What is expected: Give the number of lines in these entries that contain "resort", and nothing more.

Record excerpts START

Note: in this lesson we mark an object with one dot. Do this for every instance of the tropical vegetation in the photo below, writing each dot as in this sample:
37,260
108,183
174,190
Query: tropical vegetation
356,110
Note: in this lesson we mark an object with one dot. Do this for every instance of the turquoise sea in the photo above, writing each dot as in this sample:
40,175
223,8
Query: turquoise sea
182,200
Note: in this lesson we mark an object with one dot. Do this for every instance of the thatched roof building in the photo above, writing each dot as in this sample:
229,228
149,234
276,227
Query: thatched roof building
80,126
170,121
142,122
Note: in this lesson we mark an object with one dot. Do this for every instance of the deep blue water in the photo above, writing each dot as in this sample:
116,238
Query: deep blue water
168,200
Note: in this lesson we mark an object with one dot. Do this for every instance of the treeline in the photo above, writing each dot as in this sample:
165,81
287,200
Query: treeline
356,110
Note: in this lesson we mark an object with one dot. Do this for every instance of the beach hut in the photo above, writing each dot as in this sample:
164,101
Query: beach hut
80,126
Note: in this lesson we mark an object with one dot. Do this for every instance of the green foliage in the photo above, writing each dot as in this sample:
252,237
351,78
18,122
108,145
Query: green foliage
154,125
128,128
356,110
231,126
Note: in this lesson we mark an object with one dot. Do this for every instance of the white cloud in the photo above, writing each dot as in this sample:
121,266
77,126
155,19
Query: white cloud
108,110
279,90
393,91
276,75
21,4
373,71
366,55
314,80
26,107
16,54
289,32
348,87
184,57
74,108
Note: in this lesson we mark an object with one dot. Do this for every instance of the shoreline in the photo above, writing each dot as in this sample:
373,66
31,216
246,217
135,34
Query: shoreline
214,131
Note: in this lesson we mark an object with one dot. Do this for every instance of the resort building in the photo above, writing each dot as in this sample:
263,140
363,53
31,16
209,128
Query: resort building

Record excerpts END

Answer below: 2